▸ **Task prompt**
What you return should match every record exactly, with the images removed.

▸ **Records supplied**
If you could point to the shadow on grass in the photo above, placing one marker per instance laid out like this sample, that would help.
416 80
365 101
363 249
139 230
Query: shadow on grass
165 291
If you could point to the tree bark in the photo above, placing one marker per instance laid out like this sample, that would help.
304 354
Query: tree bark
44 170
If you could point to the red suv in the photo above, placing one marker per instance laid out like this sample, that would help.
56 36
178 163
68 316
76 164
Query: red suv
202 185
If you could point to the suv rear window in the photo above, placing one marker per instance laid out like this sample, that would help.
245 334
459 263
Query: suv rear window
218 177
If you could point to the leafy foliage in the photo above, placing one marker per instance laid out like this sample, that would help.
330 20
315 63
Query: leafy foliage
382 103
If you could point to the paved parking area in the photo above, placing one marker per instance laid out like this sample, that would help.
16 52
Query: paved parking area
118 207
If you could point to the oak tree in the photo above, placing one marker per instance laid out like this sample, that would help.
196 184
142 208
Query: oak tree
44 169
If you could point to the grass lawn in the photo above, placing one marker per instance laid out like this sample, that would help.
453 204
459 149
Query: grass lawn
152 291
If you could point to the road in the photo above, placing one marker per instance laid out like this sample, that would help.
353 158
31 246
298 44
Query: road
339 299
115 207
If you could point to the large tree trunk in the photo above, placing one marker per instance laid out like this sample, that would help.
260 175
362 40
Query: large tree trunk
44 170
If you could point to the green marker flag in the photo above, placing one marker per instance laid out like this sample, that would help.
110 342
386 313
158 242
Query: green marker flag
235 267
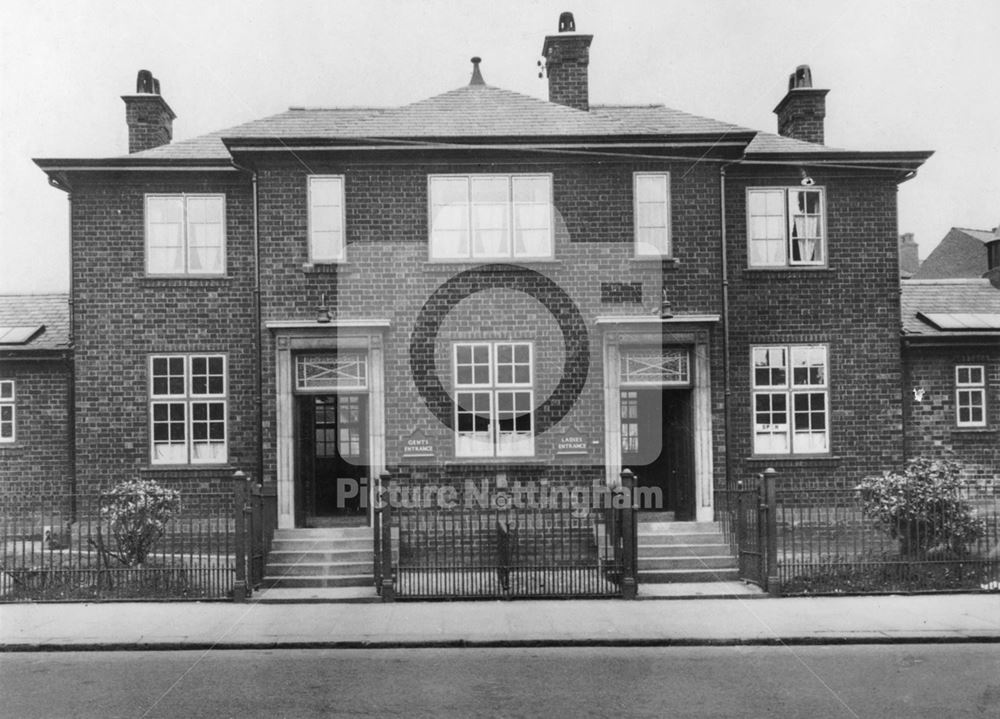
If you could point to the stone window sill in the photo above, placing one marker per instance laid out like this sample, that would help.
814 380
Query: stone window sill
787 458
783 270
444 267
666 263
974 430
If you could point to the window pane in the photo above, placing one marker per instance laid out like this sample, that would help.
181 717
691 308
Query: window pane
769 366
326 219
651 188
531 189
489 190
205 233
449 191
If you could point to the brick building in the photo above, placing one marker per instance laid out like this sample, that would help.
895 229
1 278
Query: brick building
486 285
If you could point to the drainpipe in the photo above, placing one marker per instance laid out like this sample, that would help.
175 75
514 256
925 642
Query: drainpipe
727 389
70 358
258 338
906 379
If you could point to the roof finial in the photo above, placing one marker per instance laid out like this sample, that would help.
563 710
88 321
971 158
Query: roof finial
477 77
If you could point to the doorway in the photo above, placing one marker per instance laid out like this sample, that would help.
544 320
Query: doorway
657 446
333 459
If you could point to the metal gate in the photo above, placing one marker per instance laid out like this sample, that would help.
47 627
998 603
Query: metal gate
747 518
474 553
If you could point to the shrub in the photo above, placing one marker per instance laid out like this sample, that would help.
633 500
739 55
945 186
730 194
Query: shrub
923 509
138 512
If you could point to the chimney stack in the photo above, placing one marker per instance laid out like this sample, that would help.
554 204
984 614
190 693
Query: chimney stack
801 112
148 116
567 56
909 255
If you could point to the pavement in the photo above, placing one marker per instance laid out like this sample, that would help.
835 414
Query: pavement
950 618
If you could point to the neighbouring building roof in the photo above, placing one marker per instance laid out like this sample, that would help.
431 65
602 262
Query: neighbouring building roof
32 323
480 112
950 308
962 253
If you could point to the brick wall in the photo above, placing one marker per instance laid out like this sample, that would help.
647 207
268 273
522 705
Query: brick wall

▸ **Final answer**
If you could point to the shadow on grass in the photo above, placing one marker per instance laid out like this sample, that would help.
416 80
365 101
363 249
139 230
Query: shadow on grass
165 291
If you could point to the tree bark in the photo above, placing one marker per instance laid out like this sample, that would help.
304 354
Query: tree bark
44 170
If you could point to the red suv in the photo above, placing one marker per instance laid out like this sample, that would help.
56 36
178 163
68 316
76 164
Query: red suv
202 185
If you could point to the suv rear window in the photo above, placing one marker per instance laid out like this sample, that would help.
245 334
459 263
Query: suv rear window
218 177
If you could point to the leafy foliage in the photo above, placing one marker per instance laid out like this sample, that would help.
330 20
315 63
Query: leafy foliage
382 103
If you could point to the paved parking area in the photo above, placing one marker per instance laid out like this sample, that would help.
16 52
Query: paved parking area
118 207
If you could point to the oak tree in the photo above, placing one marker per instance laid out like this sample, that would help.
196 184
142 208
Query: oak tree
44 169
If you could point to the grass lawn in the photo above, placing one marker per instance laid out like this sample, that would help.
453 204
459 149
Query: grass lawn
152 291
If you could point to the road in the photo above, placing one marker per instance laid out like this sample, that would help.
353 158
31 246
298 44
Query: road
339 299
115 207
If you could point to the large tree trunk in the photo above, placing one marker per instance laid out like this sample, that would help.
260 175
362 40
Query: large tree trunk
44 170
If you could point to the green marker flag in the photo above, placing one marker per instance laid out like this sample, that would help.
110 342
386 313
158 242
Query: green marker flag
235 267
If you could point to the stone window sill in the photo above, placing one marker per instance laid out like this sample, that would help.
814 380
Query: stone window sill
787 458
783 270
444 267
666 263
974 430
If you could point to the window pane in the photo above, placing one marker per instance laid out like this sample, that would help.
181 717
691 308
Query: window pane
769 366
326 219
651 188
531 189
489 190
205 233
449 191
If you could point to the brick building in the photo above, placing one marker per instance laid out like this sample, that would help.
895 229
1 278
Query: brick building
486 285
If you could point to the drainpipe in the photo above, placing one marker per instance laid out like this sample, that would help.
175 75
514 256
925 642
Query: drainpipe
727 389
70 358
258 338
906 379
If you could point to the roof finial in the photo above, placing one marker per instance laid out like this sample, that would help.
563 710
88 321
971 158
Query: roof finial
477 77
If you could point to the doorway in the photo above, placing one marker per instance laid out like this sample, that would help.
544 320
Query: doorway
657 446
333 459
If you could point to the metal gate in the photo above, placing one marker per instance laid out like this sample, that would help.
47 627
998 603
Query: metal gate
747 518
474 553
If you could point to the shrub in the photo above, placing one marker per instance laid out like this sample, that would help.
633 500
739 55
945 186
730 194
Query: shrub
923 509
138 512
If you could point to the chimney stack in the photo above, placing one marker per instance laid out like this sample, that would help.
554 204
984 614
190 693
Query: chimney stack
801 112
148 116
567 56
909 255
If you could point to the pavement in the photo above, placing one marker per instance laid out like this sample, that would help.
835 414
Query: pavement
950 618
If you could point to the neighbouring building roof in the photo above, placing one marker per instance laid out like this sample, that would help.
431 65
602 262
Query: neighbouring building roof
32 323
480 112
950 308
962 253
If you could point to the brick wall in the photo above, placing one marker per instance laid out like this sample, that would help.
647 207
268 273
522 705
Query: brick wall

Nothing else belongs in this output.